Anonymous 0 Comments

That feeling in your stomach is caused by anxiety. Anxiety triggers the ancient “Fight or Flight” response that is programmed in to your DNA. Anxiety manifests itself in complicated ways. Here are a few:

When you feel stressed or anxious, your body releases a rush of hormones. Neurotransmitters in the brain react by sending messages to the rest of your body to:

1) Get the heart pumping faster
2) Increase the breathing rate
3) Tense the muscles of you abdomen
4) Send more blood to your brain

Anxiety and stress can affect virtually every body system. This includes your cardiovascular, endocrine, musculoskeletal, nervous, reproductive, and respiratory systems. In the digestive system, anxiety can cause:

1) nausea, vomiting
2) heartburn, acid reflux
3) stomachache, gas, bloating
4) diarrhea, constipation, painful spasms in the bowel

All of these symptoms together create the feeling of “Butterflies” in your stomach.

Anonymous 0 Comments

In other words a panic attack. Your panicking. Your brain is stressed and your body doesn’t know how to respond and so is over responding in the only way it knows how. There are ways to get through it. If I’m at home I will take a shower with lots of cold water on my face to trigger the mammalian dive reflex.. this will slow your heart and breathing. If I’m out I will focus on making myself sleepy or tired by yawning a lot. Again this interrupts the stressed breathing and can relax your mind and body. If I’m busy with something I try to distract myself from it by focusing on getting through the attack and answering simple questions to distract my mind (what do I want to eat tonight, what shows do I want to watch, how might I solve a world problem). The worst part is the diarrhea though.. nothing you can do other than go to the bathroom and let it out.. it just makes it worse if you can’t get to a bathroom.

Anonymous 0 Comments

This is why. Your solar plexus is an ancient basic ‘brain’ full of neurons with tendrils attached to the smooth muscle of several internal organs like your stomach and heart and your intestines. It sits in ‘the pit of your stomach’, (just below it), receives messages from the brain stem via the big vagus nerve and it’s job it to do two things, one of which is create muscular tensions and ‘flutters’ which we call emotions or feelings. Thoughts without feelings don’t motivate us, literally everything we do is because it ‘feels right.’
To the person suffering feelings of anxiety without an obvious reason, I can suggest this: past long term or repeated stress can create ‘muscle memory’ in the relevant smooth muscle, triggering or continuing the feelings long after the cause of the stress has passed. Often the imaginative part of our brains then tries to deal with these stress feelings by creating a strategy to avoid danger. It’s a feedback loop, with the brain initially signalling danger, the solar plexus creating physical feelings to make us do something useful about it, then, if there’s no quick resolution, the brain responding to the ongoing feelings with worry and circular thoughts.
You can interrupt ongoing unhappiness with two methods: solar plexus massage and deliberate ‘happy thoughts’, redefine your interpretation of life by listing and focusing on all the best experiences and deliberately minimise and diminish bad memories to trick the solar plexus into establishing new, positive muscle memory.

• [Stored dataset items]:
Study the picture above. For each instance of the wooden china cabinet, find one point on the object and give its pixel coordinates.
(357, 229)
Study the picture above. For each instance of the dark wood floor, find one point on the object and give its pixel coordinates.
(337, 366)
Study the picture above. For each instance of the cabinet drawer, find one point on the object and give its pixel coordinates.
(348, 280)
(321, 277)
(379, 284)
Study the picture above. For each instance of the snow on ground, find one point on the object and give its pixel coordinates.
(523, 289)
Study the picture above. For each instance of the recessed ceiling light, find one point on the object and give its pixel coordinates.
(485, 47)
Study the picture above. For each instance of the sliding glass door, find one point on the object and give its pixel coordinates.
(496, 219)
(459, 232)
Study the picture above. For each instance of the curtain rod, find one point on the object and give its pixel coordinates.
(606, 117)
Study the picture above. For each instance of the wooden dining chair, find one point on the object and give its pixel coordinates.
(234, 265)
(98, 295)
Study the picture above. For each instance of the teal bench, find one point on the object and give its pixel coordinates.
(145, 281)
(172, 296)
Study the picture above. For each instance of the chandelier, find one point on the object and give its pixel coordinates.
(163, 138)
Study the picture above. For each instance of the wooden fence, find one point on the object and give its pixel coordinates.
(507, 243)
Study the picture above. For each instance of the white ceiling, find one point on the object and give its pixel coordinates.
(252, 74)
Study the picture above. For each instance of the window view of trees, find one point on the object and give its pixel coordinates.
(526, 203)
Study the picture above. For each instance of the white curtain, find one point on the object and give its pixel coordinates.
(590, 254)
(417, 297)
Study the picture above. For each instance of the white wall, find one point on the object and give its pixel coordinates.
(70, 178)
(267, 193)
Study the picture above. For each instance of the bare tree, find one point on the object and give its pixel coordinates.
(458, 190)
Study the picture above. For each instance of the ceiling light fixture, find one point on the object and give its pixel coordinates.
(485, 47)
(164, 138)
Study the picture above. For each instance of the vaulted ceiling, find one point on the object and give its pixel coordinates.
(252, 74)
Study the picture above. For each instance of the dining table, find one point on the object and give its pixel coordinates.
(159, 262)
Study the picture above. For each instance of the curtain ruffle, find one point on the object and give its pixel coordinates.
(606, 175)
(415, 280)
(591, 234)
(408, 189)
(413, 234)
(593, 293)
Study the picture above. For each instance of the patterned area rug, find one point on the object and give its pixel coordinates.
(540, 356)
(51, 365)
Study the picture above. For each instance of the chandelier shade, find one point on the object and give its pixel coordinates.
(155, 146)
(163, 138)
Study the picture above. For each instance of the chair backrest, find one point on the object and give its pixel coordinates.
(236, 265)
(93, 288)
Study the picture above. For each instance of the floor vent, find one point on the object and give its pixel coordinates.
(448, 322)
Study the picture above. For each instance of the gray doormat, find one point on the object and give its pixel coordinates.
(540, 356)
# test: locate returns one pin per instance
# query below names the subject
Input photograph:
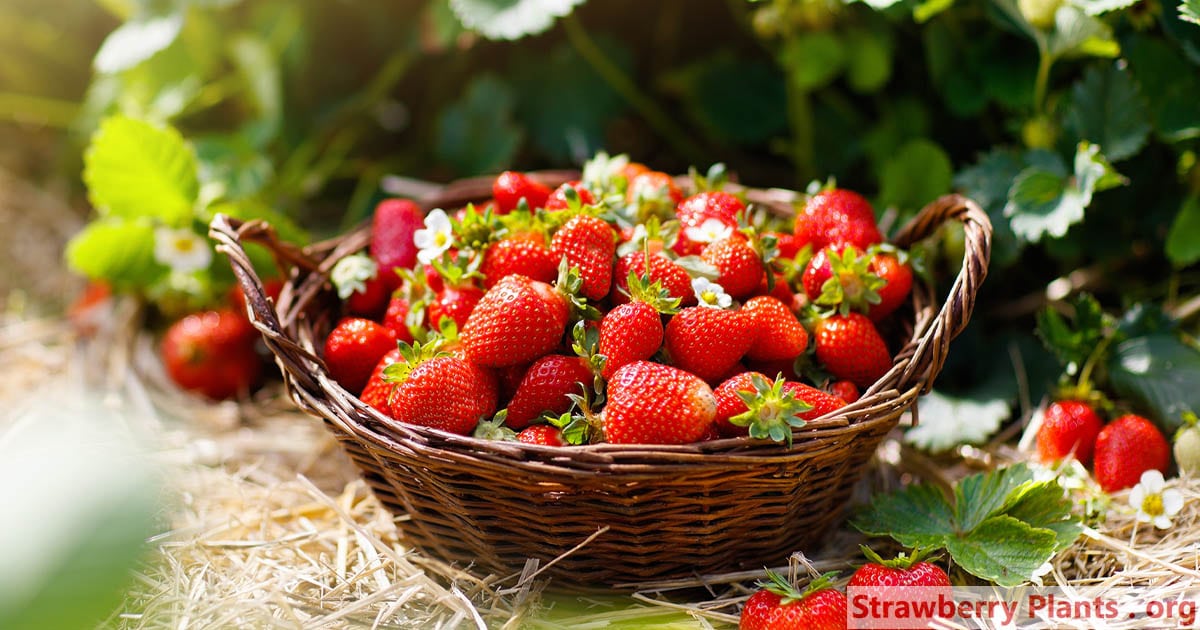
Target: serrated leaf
(947, 421)
(1182, 240)
(511, 19)
(136, 169)
(1003, 550)
(1107, 109)
(1159, 375)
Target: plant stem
(663, 124)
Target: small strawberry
(353, 348)
(1127, 448)
(778, 334)
(778, 605)
(588, 244)
(653, 403)
(511, 186)
(547, 387)
(837, 217)
(439, 390)
(1068, 427)
(851, 348)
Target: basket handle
(933, 348)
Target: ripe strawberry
(851, 348)
(1068, 427)
(778, 334)
(547, 387)
(391, 246)
(1127, 448)
(739, 267)
(353, 348)
(441, 391)
(778, 605)
(653, 403)
(708, 342)
(835, 217)
(525, 255)
(588, 244)
(517, 321)
(511, 186)
(213, 353)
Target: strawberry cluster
(615, 309)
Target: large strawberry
(653, 403)
(353, 348)
(1127, 448)
(588, 244)
(851, 348)
(547, 387)
(778, 605)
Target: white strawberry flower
(183, 250)
(1155, 504)
(711, 294)
(436, 238)
(711, 231)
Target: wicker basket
(645, 513)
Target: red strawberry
(517, 321)
(588, 244)
(739, 267)
(852, 349)
(778, 334)
(778, 605)
(525, 255)
(835, 217)
(547, 387)
(394, 223)
(439, 390)
(1068, 427)
(353, 348)
(511, 186)
(213, 353)
(653, 403)
(1127, 448)
(707, 342)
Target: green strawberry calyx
(772, 413)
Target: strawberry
(1068, 427)
(525, 255)
(778, 605)
(588, 244)
(653, 403)
(707, 342)
(739, 265)
(213, 353)
(439, 390)
(391, 245)
(511, 186)
(1127, 448)
(851, 348)
(837, 217)
(353, 348)
(547, 387)
(778, 334)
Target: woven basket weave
(646, 513)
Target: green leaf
(917, 174)
(136, 169)
(511, 19)
(1182, 245)
(1105, 108)
(1159, 375)
(117, 251)
(1003, 550)
(136, 41)
(477, 133)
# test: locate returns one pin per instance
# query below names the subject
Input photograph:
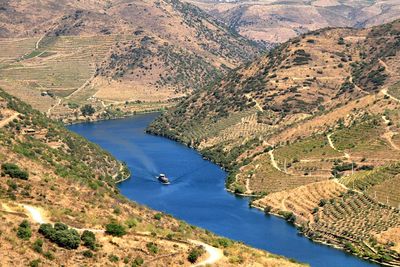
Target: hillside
(60, 55)
(60, 206)
(274, 21)
(320, 108)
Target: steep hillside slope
(276, 21)
(321, 106)
(59, 206)
(60, 55)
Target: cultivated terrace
(59, 206)
(311, 130)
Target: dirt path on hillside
(53, 106)
(6, 121)
(214, 254)
(258, 106)
(346, 155)
(273, 161)
(386, 67)
(388, 135)
(386, 93)
(80, 88)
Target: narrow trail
(388, 135)
(386, 93)
(273, 161)
(8, 120)
(346, 155)
(387, 69)
(258, 106)
(248, 191)
(215, 254)
(53, 106)
(80, 88)
(35, 214)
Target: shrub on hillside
(88, 110)
(61, 235)
(194, 254)
(152, 247)
(24, 230)
(115, 229)
(137, 262)
(89, 239)
(38, 245)
(13, 171)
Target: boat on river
(163, 179)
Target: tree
(88, 110)
(61, 235)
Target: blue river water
(197, 194)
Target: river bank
(197, 193)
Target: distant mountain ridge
(276, 21)
(135, 51)
(310, 130)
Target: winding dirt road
(214, 254)
(8, 120)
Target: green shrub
(89, 239)
(113, 258)
(87, 110)
(61, 235)
(194, 254)
(87, 254)
(137, 262)
(131, 222)
(152, 247)
(49, 255)
(38, 245)
(24, 230)
(115, 229)
(224, 242)
(34, 263)
(157, 216)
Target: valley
(96, 53)
(273, 22)
(292, 106)
(60, 204)
(322, 152)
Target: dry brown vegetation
(61, 55)
(81, 193)
(328, 112)
(275, 21)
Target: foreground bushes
(24, 230)
(61, 235)
(115, 229)
(195, 253)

• [Prompt]:
According to the text on anxiety and stomach feelings, what reflex does cold water on the face trigger?

• [Solution for this problem]:
The mammalian dive reflex.